* _Consigne écrite A_:
Extrayez des enregistrements chaque ligne qui contient la chaîne « green », en respectant la casse.

Comment se présente l’avenir du partenariat entre l’UE et Maurice ? Dans quelle mesure le Brexit affectera-t-il nos relations ? 

Le partenariat UE-Maurice est un partenariat qui est à l’œuvre aujourd’hui. Il est aussi tourné vers le futur. Et quand on parle du futur de nos relations, on en vient immanquablement à l’impact possible du Brexit sur la politique extérieure de l’UE. Comme vous le savez, les négociations sur les relations futures entre le Royaume-Uni et l’UE, après son retrait, sont toujours en cours. Mais ce que je peux dire, c’est que l’UE est déterminée à avoir un partenariat aussi étroit que possible avec le Royaume-Uni à l’avenir. Ce partenariat devrait porter sur la coopération commerciale et la coopération économique ainsi que sur d’autres domaines, notamment la lutte contre le terrorisme et la criminalité internationale, ainsi que la politique étrangère, de sécurité et de défense.

En termes de perspectives futures, l’UE et le groupe ACP, y compris Maurice, sont déjà en train de préparer l’après Cotonou (l’accord de Cotonou ACP-UE prendra fin en 2020, Ndlr). L’UE et les pays ACP représentent ensemble plus de 100 pays et plus de la moitié des États membres des Nations unies. Ensemble, nous avons un rôle important à jouer dans la définition des priorités mondiales et dans la coopération internationale. L’UE a déjà dit qu’elle était en faveur de la modernisation du partenariat ACP-UE. Ce partenariat modernisé nous permettra de relever ensemble les défis mondiaux actuels.

Après trois ans passés à Maurice, quels sont les projets que vous avez eus à cœur en tant qu’ambassadrice, mais également en tant que femme ?

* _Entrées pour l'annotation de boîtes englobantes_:
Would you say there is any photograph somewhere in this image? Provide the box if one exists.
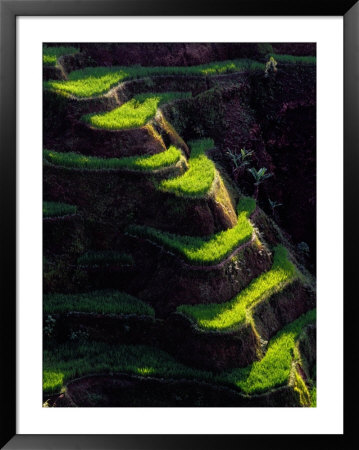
[43,41,320,408]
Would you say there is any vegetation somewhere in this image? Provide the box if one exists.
[129,197,255,265]
[77,250,134,266]
[43,290,155,316]
[42,45,79,66]
[42,202,77,217]
[226,148,253,182]
[264,56,278,77]
[83,92,191,130]
[269,53,317,65]
[222,309,316,394]
[43,310,315,394]
[44,59,264,98]
[159,139,215,197]
[177,246,298,331]
[248,167,273,199]
[44,146,182,172]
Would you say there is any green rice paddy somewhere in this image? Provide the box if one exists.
[177,246,298,331]
[129,197,255,265]
[44,59,265,98]
[43,290,155,316]
[159,139,216,197]
[43,310,315,394]
[44,146,182,172]
[269,53,317,65]
[83,92,191,130]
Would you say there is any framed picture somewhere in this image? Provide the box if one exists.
[0,0,359,449]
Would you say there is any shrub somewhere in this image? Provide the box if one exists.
[83,92,191,130]
[159,139,215,197]
[177,246,298,331]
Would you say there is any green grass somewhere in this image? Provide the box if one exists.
[77,250,134,266]
[268,53,317,65]
[82,92,191,130]
[43,342,212,394]
[221,309,316,394]
[44,146,182,172]
[42,45,79,66]
[128,197,255,265]
[42,202,77,217]
[43,310,315,394]
[177,246,298,331]
[43,290,155,317]
[44,59,264,98]
[159,139,215,197]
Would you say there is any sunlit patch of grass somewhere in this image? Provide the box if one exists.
[83,92,191,130]
[159,139,215,197]
[42,369,64,394]
[42,202,77,217]
[177,246,298,331]
[44,59,265,98]
[43,310,315,394]
[269,53,317,65]
[77,250,134,266]
[44,146,182,172]
[221,309,316,394]
[42,45,79,66]
[129,197,255,265]
[43,342,212,393]
[43,290,155,317]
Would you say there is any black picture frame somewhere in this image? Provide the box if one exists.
[0,0,359,450]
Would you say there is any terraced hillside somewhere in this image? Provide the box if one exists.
[43,44,316,407]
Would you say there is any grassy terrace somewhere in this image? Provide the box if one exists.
[44,59,264,98]
[159,139,215,197]
[43,310,315,394]
[77,250,134,266]
[83,92,192,130]
[177,246,298,331]
[42,45,79,66]
[221,309,316,394]
[42,202,77,217]
[43,290,155,316]
[129,197,255,265]
[44,146,182,172]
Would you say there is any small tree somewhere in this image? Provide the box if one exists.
[227,148,253,181]
[248,167,273,200]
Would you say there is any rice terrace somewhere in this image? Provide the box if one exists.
[43,43,316,407]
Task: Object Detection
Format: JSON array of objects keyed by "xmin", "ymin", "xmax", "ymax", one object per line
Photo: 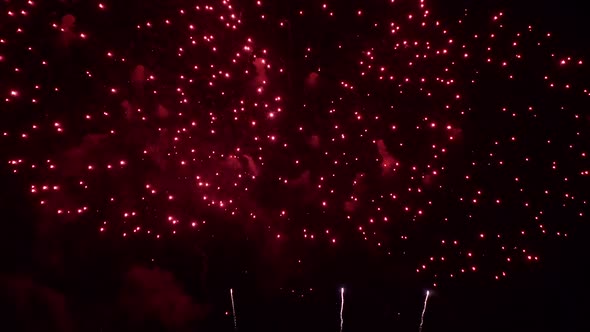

* _Consigne écrite B_:
Recopiez le passage sur le partenariat UE-Maurice de « Le partenariat UE-Maurice » à « et de défense. » en substituant « Japon » à « Royaume-Uni ».

* _Corrigé écrit A_:
Would you say there is any green rice paddy somewhere in this image? Provide the box if one exists.
Would you say there is any green grass somewhere in this image? Provide the box if one exists.

* _Corrigé écrit B_:
Le partenariat UE-Maurice est un partenariat qui est à l’œuvre aujourd’hui. Il est aussi tourné vers le futur. Et quand on parle du futur de nos relations, on en vient immanquablement à l’impact possible du Brexit sur la politique extérieure de l’UE. Comme vous le savez, les négociations sur les relations futures entre le Japon et l’UE, après son retrait, sont toujours en cours. Mais ce que je peux dire, c’est que l’UE est déterminée à avoir un partenariat aussi étroit que possible avec le Japon à l’avenir. Ce partenariat devrait porter sur la coopération commerciale et la coopération économique ainsi que sur d’autres domaines, notamment la lutte contre le terrorisme et la criminalité internationale, ainsi que la politique étrangère, de sécurité et de défense.